Source passage
• • • • •

6k for the survey, DH didn't want to pay that. 

Told him that if they own that sliver, we own the larger half circle on our left, so he needs to get actual legal help and not piddle around with his mother's advice. 
I married a child! Ugh


----------



## Southern by choice

wow... what a headache


----------



## greybeard

Pretty expensive surveys in your neck of the woods.
I've had 3 surveys done since 2007. One was a rough wooded parcel of 124.5  acres with a winding river setting property line on one side ($1300 survey cost) another in 2009 to subdivide that same parcel back into 3 equal ~41.4ac  parts according to a 40 year old survey and deeds ($500 survey cost), and the last to subdivide one of those 41.4 ac in 2011 into 2 parcels containing 17.4 ac and  24ac (again $500 survey cost). When I sold the 17.4ac last year, the buyer's lender insisted on a new survey and I think it cost him only $400--wasted money since it surveyed out exactly as the 2011 survey did--all the steel markers were still in place, and his survey included a mandatory elevation run from local known elevation marker (state highway bridge) and he recieved the certificate from the surveyor a week or 2 later stating his elevation.


----------



## Latestarter

Call a different surveyor.


----------



## secuono

Latestarter said:


> Call a different surveyor.


Called 4 of them. One just over 6k, another for $2750, then $3500, and  $4800.



Surveyor for 2 small sections of fence came today and marked it. I decided to see where the barbed wire fence was while I was there and there is no fence in front of nor behind the creek in the trees. The section behind our 5 has some barbed wire, then it vanishes. I don't know about the long stretch at the back still.


----------



## secuono

Pics I took.


----------



## secuono

The guy is saying he owns that 2.5 acres the survey that was not legally documented shows. But there are no court or legal traces of it being sold to him, so he needs to get over it and move away already. ugh

But mixed in his string of lies and tall tales, there is some truth. Supposedly, he used to have 250 horses on that land. =/ No proof of that in any google pics, it would of been seen at some point, trees used to be more sparse and that many horses should of left some kind of trace. There aren't even any trails that the herd would of used regularly. There are on my property, of past cattle paths and then my horses had used those as well, but nothing like that over there. Anyway, in that story he mentioned a horse he buried for the person who used to live in our house. I've found the large graves, so now I know what one mound is from. His ex-wife's history he told is lies, I guess he doesn't think we know how to check backgrounds, talk to others and google them. 

We decided to not purse that bit of land where the fence was built too far on our land. This other issue with the 2.5 acres is far more important to get through his thick head.

• • • • •

What this exercise asks
(1) Reproduce the entries starting at the line that contains "Tag every instance of the bridal" and ending with the last line of the entries.
(2) Extend the forum thread about the neighbor's disputed land claim, picking up after its final post.

• • • • •

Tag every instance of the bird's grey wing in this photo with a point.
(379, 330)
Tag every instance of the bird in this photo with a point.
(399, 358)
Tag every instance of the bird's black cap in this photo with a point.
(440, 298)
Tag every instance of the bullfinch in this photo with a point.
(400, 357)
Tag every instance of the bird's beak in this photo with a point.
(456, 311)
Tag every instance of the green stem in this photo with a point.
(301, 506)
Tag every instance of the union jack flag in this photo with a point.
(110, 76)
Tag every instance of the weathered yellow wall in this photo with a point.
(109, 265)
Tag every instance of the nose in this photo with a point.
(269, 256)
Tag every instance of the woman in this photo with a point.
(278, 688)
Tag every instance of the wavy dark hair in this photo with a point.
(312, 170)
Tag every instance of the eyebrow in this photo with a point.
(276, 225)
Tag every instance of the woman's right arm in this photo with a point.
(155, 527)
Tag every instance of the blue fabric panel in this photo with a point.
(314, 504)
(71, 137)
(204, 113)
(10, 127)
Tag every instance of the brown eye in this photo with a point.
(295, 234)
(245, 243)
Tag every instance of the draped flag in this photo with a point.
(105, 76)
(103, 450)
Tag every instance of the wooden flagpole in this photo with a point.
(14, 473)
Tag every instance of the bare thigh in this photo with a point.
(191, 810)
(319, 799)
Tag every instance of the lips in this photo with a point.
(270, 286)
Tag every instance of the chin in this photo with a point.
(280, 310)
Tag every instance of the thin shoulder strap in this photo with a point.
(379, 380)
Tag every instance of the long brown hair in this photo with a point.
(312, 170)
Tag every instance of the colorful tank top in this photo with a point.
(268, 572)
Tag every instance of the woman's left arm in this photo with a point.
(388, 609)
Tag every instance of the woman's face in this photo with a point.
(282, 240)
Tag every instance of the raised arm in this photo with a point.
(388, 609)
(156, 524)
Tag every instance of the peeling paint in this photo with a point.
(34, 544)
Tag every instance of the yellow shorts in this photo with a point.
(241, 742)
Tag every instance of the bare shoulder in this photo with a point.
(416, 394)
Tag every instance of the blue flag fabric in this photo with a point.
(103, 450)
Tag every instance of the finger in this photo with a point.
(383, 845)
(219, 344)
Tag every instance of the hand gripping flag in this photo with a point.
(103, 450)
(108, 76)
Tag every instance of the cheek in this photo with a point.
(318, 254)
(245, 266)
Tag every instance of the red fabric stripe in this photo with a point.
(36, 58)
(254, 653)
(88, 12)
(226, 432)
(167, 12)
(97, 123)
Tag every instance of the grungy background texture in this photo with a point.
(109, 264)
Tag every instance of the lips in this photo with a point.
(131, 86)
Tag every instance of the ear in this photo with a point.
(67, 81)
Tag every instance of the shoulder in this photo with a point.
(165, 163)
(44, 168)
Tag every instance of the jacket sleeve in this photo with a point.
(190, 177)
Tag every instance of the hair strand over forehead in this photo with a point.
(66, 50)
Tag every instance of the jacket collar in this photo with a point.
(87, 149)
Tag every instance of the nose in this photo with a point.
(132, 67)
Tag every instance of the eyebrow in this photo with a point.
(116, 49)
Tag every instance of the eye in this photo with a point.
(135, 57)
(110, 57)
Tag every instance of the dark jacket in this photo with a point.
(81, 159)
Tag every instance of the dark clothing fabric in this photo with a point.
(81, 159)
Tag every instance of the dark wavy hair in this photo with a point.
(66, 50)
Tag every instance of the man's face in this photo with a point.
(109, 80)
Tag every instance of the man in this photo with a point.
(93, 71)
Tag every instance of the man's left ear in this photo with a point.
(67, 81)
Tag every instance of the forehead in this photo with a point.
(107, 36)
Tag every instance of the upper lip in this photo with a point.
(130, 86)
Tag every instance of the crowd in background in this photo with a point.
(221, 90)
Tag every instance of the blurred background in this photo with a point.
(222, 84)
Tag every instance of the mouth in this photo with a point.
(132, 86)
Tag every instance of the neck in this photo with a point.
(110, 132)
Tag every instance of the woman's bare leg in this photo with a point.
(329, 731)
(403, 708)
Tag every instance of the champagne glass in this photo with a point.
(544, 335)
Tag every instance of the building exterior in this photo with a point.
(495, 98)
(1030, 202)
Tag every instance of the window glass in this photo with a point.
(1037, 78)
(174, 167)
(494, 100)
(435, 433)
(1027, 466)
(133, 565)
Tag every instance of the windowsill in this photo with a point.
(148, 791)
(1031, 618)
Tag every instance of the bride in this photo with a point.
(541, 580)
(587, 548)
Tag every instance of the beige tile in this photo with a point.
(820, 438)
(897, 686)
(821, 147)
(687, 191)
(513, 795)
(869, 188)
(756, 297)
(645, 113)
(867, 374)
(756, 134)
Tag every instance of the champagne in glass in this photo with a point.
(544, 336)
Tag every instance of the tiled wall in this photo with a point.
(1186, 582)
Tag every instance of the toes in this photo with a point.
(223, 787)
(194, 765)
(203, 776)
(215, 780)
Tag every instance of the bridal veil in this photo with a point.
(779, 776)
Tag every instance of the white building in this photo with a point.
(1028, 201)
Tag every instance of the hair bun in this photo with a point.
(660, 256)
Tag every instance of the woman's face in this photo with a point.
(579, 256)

• • • • •

Answers to the exercises
(1)
Tag every instance of the bridal veil in this photo with a point.
(779, 776)
Tag every instance of the white building in this photo with a point.
(1028, 201)
Tag every instance of the hair bun in this photo with a point.
(660, 256)
Tag every instance of the woman's face in this photo with a point.
(579, 256)

(2)
Looking into fencing prices for install, 12-14k. =0 Wow, ugh. lol But I need to do a better job of really figuring out the linear feet needed and not just the guesstimate of 4,000ft. A company just doing the posts and braces is 3-6k, which is far more reasonable. We can stretch the fence onto the posts, one 330ft roll at a time, no biggie. 


Lost the possibility of the one guy mowing the land or even just bushhogging it, arse came to me on his own, then left on his own. Now looking for someone else to do it. =/

Wish one of you guys would buy that estate across the road or the brown house next door from the grumpy dude! =/


----------



## Baymule

Get on BYC and TEG and ask if anybody is moving to Virginia. Tell them you found them a deal!


----------



## Ferguson K

Sounds like you've got one red hot mess over there. 

I hope everything ends up ok and youget your land back.


----------



## secuono

The one across the street is the estate sale and not listed. Guy next door is trying to sell on his own, so also not listed. =/
I got the info for the estate, will try to find out pricing for both and pictures of the home and such before I post them and hope two friends buy them!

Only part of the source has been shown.